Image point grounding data
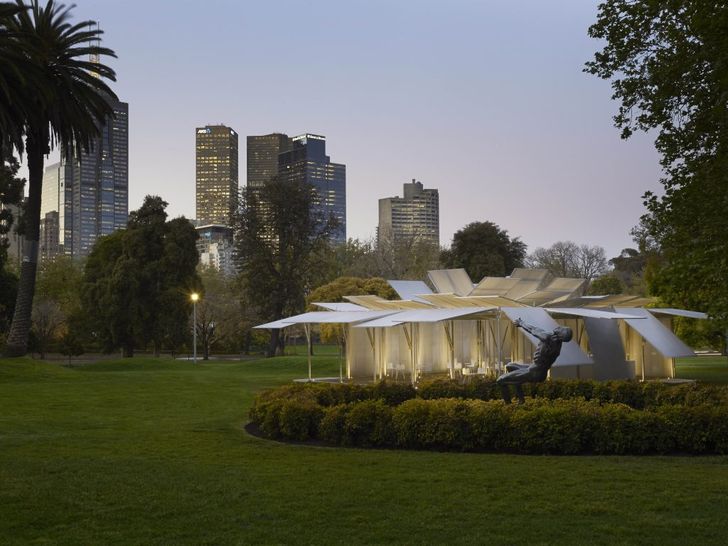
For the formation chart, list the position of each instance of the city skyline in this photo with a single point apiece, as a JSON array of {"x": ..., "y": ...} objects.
[
  {"x": 88, "y": 192},
  {"x": 491, "y": 107}
]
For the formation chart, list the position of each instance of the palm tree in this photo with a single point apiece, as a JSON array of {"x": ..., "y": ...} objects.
[
  {"x": 12, "y": 77},
  {"x": 67, "y": 104}
]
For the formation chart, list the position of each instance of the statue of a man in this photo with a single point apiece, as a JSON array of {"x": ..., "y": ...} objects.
[{"x": 548, "y": 350}]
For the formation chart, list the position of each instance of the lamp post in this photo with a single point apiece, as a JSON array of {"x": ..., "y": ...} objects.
[{"x": 194, "y": 297}]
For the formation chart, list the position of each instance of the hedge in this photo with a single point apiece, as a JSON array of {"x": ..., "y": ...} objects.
[{"x": 678, "y": 419}]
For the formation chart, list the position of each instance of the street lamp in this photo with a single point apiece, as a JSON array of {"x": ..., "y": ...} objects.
[{"x": 194, "y": 297}]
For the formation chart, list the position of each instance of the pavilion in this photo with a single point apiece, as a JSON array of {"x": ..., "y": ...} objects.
[{"x": 465, "y": 329}]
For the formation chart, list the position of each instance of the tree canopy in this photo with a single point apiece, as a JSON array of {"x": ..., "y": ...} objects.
[
  {"x": 484, "y": 249},
  {"x": 52, "y": 95},
  {"x": 280, "y": 238},
  {"x": 668, "y": 63},
  {"x": 567, "y": 259},
  {"x": 137, "y": 281}
]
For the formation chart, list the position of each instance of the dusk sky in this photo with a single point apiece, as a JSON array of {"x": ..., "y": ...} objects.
[{"x": 484, "y": 100}]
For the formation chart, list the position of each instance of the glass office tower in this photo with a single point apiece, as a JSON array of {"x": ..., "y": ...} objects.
[
  {"x": 216, "y": 174},
  {"x": 306, "y": 160},
  {"x": 90, "y": 190}
]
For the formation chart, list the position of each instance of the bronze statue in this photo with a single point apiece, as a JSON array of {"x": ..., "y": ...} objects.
[{"x": 548, "y": 350}]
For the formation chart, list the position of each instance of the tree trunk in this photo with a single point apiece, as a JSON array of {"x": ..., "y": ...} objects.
[
  {"x": 17, "y": 343},
  {"x": 275, "y": 334}
]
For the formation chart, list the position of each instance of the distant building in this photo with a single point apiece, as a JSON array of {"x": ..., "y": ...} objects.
[
  {"x": 49, "y": 245},
  {"x": 57, "y": 197},
  {"x": 306, "y": 161},
  {"x": 414, "y": 217},
  {"x": 262, "y": 159},
  {"x": 89, "y": 191},
  {"x": 16, "y": 243},
  {"x": 215, "y": 245},
  {"x": 216, "y": 184}
]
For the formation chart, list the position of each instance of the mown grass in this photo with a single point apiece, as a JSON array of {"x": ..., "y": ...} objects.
[
  {"x": 709, "y": 369},
  {"x": 149, "y": 451}
]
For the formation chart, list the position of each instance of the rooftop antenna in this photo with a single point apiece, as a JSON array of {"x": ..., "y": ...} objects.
[{"x": 94, "y": 42}]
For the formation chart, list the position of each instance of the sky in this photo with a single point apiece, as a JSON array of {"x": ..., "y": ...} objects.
[{"x": 484, "y": 100}]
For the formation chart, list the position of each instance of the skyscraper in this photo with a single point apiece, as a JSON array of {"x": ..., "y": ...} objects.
[
  {"x": 90, "y": 190},
  {"x": 414, "y": 217},
  {"x": 217, "y": 174},
  {"x": 263, "y": 152},
  {"x": 57, "y": 197},
  {"x": 306, "y": 161}
]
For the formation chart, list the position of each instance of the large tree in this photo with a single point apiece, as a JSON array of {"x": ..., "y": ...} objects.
[
  {"x": 567, "y": 259},
  {"x": 65, "y": 103},
  {"x": 668, "y": 63},
  {"x": 279, "y": 237},
  {"x": 484, "y": 249},
  {"x": 137, "y": 281},
  {"x": 11, "y": 193}
]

# WHAT TO DO
A faithful, word-for-word version of the records above is needed, with no images in it.

# WRITTEN ANSWER
For the formation chart, list the position of each instance of the city skyline in this photo with a single point apiece, as a JSON array of {"x": ..., "y": ...} objects.
[
  {"x": 88, "y": 192},
  {"x": 491, "y": 107}
]
For the formation chart, list the position of each instance of the palm tree in this photo with a single point apiece, as a JSON array of {"x": ..., "y": ...} objects.
[
  {"x": 12, "y": 77},
  {"x": 67, "y": 104}
]
For the formation chart, list the position of each instance of the statue of a man in this photo with a single point apiece, as a JSON array of {"x": ..., "y": ...} objects.
[{"x": 548, "y": 350}]
For the formation chart, list the position of each instance of the lamp post in this photo with a single point apiece, as a JSON array of {"x": ..., "y": ...} objects.
[{"x": 194, "y": 297}]
For the formation chart, list the position of each instance of the hedge in this photo with a single point apiece, as a JSON array of {"x": ..., "y": ...} objects.
[{"x": 678, "y": 419}]
For the formation chart, list the position of each instance of the street lamp in this photo with a single point apiece, as a JSON array of {"x": ..., "y": ...} objects.
[{"x": 194, "y": 297}]
For the formation chart, list the position of each instance of the pavilion in this photo with a single point apiece, as a JSON array of {"x": ..., "y": ...} objects.
[{"x": 465, "y": 329}]
For the formation chart, list the position of each instance of the tree canopy in this photo with a single point apiece, as a JSON array of {"x": ..., "y": ...} objects.
[
  {"x": 484, "y": 249},
  {"x": 52, "y": 95},
  {"x": 280, "y": 238},
  {"x": 668, "y": 63},
  {"x": 567, "y": 259},
  {"x": 137, "y": 281}
]
For the formation chart, list the position of each instance of the dusk sky in this photo with a single point apiece, as a JSON array of {"x": ..., "y": ...} objects.
[{"x": 484, "y": 100}]
For the formation chart, list the position of each instance of the glass office tower in this photo with a single point apiece, as a JSON array of {"x": ..., "y": ...} objects.
[
  {"x": 216, "y": 174},
  {"x": 306, "y": 160},
  {"x": 90, "y": 190}
]
For the formation chart, list the position of each instance of the bronze statue in this photo with a single point apiece, as a JSON array of {"x": ..., "y": ...} objects.
[{"x": 548, "y": 350}]
For the formation chart, list the position of each instance of the tree trunk in this photo with a single point apiece, as a JSON array of {"x": ..., "y": ...} objects.
[
  {"x": 17, "y": 343},
  {"x": 275, "y": 334}
]
For the formation chart, list the position of each instance of the distant building in this photo with a single point apiece, as a JSON array of {"x": ..., "y": ...} objects.
[
  {"x": 49, "y": 245},
  {"x": 57, "y": 197},
  {"x": 306, "y": 161},
  {"x": 414, "y": 217},
  {"x": 262, "y": 159},
  {"x": 89, "y": 191},
  {"x": 16, "y": 243},
  {"x": 215, "y": 245},
  {"x": 216, "y": 184}
]
For the formation chart, list the position of each instance of the mown grass in this photo with a single point apiece, as a JSON array of {"x": ..., "y": ...} objects.
[
  {"x": 709, "y": 369},
  {"x": 149, "y": 451}
]
For the formation chart, list the position of each instance of the rooftop antenna in this photo with a single point apiece, as a JSON array of {"x": ..., "y": ...} objects.
[{"x": 94, "y": 42}]
For the formation chart, list the position of each instance of the sky in this photo with a single point apiece, as a JSON array of {"x": ..., "y": ...} objects.
[{"x": 484, "y": 100}]
For the formation chart, list the position of each instance of the skyscraper in this photo with a single point apiece, as a JSON array of {"x": ..., "y": ...} objects.
[
  {"x": 90, "y": 190},
  {"x": 414, "y": 217},
  {"x": 217, "y": 174},
  {"x": 263, "y": 152},
  {"x": 57, "y": 197},
  {"x": 306, "y": 161}
]
For the formation chart, list the position of each instance of the large tree in this photo with a single point apiece, as a JSON array of {"x": ..., "y": ...} objects.
[
  {"x": 567, "y": 259},
  {"x": 65, "y": 103},
  {"x": 668, "y": 63},
  {"x": 279, "y": 237},
  {"x": 484, "y": 249},
  {"x": 137, "y": 281},
  {"x": 11, "y": 193}
]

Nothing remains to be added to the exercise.